### [Problem description]
Shift the answer points: rewrite the listing starting with the line containing "One keypoint belongs to every instance. Tag the desert" and going on through its final line, requests included, adding 145 to every coordinate in the answers and leaving the requests unchanged.

### [Data provided]
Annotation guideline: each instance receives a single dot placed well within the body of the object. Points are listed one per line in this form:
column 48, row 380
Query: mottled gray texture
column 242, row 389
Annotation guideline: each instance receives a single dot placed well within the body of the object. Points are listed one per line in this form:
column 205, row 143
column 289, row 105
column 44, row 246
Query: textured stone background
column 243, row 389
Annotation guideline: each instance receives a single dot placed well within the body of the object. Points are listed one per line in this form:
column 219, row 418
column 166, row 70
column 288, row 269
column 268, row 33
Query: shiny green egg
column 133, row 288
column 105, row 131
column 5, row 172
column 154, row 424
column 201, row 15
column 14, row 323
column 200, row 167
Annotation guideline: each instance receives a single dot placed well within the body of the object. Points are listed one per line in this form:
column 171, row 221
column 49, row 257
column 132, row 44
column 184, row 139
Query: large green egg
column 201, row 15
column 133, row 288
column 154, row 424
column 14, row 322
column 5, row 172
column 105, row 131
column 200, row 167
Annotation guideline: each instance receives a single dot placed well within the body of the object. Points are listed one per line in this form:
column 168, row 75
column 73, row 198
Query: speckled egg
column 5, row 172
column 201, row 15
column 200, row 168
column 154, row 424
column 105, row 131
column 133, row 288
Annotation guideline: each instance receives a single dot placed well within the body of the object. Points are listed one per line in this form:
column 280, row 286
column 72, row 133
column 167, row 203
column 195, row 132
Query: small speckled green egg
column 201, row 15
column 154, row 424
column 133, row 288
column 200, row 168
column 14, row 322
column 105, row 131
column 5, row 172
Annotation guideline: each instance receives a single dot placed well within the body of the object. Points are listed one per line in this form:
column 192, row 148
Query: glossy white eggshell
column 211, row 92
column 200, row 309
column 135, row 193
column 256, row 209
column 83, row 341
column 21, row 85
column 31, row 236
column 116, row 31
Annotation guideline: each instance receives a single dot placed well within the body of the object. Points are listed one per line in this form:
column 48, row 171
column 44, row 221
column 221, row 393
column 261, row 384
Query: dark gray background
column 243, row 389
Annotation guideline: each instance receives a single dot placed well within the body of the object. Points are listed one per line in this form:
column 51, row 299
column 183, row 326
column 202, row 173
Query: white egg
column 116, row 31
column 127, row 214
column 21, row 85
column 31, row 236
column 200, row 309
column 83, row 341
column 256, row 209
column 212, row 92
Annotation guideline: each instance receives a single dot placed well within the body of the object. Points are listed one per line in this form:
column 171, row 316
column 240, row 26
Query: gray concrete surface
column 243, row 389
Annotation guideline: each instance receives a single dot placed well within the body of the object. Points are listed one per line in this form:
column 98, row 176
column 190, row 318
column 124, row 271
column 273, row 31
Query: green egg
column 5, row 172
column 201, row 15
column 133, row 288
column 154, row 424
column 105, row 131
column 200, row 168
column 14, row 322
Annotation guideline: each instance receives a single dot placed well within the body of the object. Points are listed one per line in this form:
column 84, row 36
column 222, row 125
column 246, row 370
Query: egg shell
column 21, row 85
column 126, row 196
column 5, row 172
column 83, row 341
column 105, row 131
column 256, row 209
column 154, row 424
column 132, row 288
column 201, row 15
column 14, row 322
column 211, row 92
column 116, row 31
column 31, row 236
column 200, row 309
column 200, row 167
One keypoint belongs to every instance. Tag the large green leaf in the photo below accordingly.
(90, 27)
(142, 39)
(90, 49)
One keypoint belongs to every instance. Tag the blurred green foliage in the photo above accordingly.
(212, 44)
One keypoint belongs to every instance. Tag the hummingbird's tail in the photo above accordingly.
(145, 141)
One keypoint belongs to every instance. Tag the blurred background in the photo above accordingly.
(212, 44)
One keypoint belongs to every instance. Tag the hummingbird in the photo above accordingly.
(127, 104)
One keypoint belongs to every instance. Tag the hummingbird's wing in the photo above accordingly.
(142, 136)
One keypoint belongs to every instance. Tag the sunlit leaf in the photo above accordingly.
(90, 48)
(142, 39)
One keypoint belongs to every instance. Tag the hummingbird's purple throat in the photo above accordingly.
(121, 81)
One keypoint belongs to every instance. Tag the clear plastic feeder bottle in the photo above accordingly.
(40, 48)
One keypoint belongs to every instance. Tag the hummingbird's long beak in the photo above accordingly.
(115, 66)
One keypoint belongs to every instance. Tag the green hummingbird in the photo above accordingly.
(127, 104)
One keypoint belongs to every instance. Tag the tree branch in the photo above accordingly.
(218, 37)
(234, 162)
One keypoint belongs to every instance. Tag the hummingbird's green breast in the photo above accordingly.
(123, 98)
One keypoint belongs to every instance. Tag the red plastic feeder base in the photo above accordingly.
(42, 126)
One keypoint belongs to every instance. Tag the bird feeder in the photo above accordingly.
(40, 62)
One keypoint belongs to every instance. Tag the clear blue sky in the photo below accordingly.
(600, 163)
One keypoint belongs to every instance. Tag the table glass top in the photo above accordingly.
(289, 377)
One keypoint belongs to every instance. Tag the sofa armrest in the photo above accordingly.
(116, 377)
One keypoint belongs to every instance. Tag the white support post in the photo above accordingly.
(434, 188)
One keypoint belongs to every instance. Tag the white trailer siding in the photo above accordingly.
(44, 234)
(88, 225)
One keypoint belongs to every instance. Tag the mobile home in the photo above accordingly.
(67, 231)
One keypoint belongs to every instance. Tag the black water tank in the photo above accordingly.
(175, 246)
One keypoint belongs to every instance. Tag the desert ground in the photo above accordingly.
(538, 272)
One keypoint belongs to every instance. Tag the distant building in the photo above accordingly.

### [Output for this exercise]
One keypoint belongs to every instance. Tag the desert ground in the photo above accordingly.
(683, 417)
One keypoint belongs to every instance. Tag the distant building in the photo above accordingly.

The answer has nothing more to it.